Records supplied:
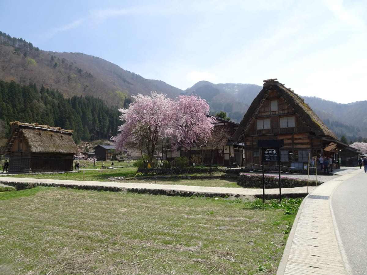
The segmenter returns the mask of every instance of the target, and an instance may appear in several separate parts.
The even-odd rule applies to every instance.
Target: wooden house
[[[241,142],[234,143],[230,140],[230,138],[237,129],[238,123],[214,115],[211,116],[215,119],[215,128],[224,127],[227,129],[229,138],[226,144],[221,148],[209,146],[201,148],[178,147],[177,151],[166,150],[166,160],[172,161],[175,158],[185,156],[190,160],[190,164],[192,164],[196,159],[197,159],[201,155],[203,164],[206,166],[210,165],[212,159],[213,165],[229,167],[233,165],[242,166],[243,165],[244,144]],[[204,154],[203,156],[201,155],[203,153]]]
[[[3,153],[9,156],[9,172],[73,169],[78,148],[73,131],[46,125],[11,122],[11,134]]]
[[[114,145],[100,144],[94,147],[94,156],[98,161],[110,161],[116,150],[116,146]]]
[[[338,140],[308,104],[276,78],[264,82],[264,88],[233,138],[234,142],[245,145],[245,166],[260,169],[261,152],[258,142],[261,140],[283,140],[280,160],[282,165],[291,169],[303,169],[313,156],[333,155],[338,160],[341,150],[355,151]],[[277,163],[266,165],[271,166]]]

Exercise directions: Reproduce every line of the records above verbatim, leaving out the pictures.

Reply:
The segmenter returns the mask of every instance of the target, and an instance may appear in several separate parts.
The even-odd rule applies to every instance.
Target: wooden house
[[[241,142],[234,143],[230,140],[230,138],[237,129],[238,123],[214,115],[211,116],[215,119],[215,128],[224,127],[227,129],[229,138],[226,144],[221,148],[209,146],[201,148],[178,147],[177,151],[166,150],[166,160],[172,161],[175,158],[185,156],[190,160],[190,164],[192,164],[196,159],[197,159],[201,155],[203,164],[206,166],[210,165],[212,159],[213,165],[229,167],[233,165],[242,166],[243,165],[244,144]],[[204,154],[203,156],[201,155],[203,153]]]
[[[3,153],[9,156],[9,172],[73,169],[78,148],[73,131],[46,125],[11,122],[11,134]]]
[[[114,145],[100,144],[94,147],[94,156],[98,161],[110,161],[116,150],[116,146]]]
[[[338,140],[308,104],[276,78],[264,82],[264,88],[233,138],[234,142],[245,145],[245,166],[260,169],[261,152],[258,142],[261,140],[283,140],[280,160],[282,165],[291,169],[303,169],[313,156],[333,155],[338,160],[341,150],[355,151]],[[277,163],[266,165],[271,166]]]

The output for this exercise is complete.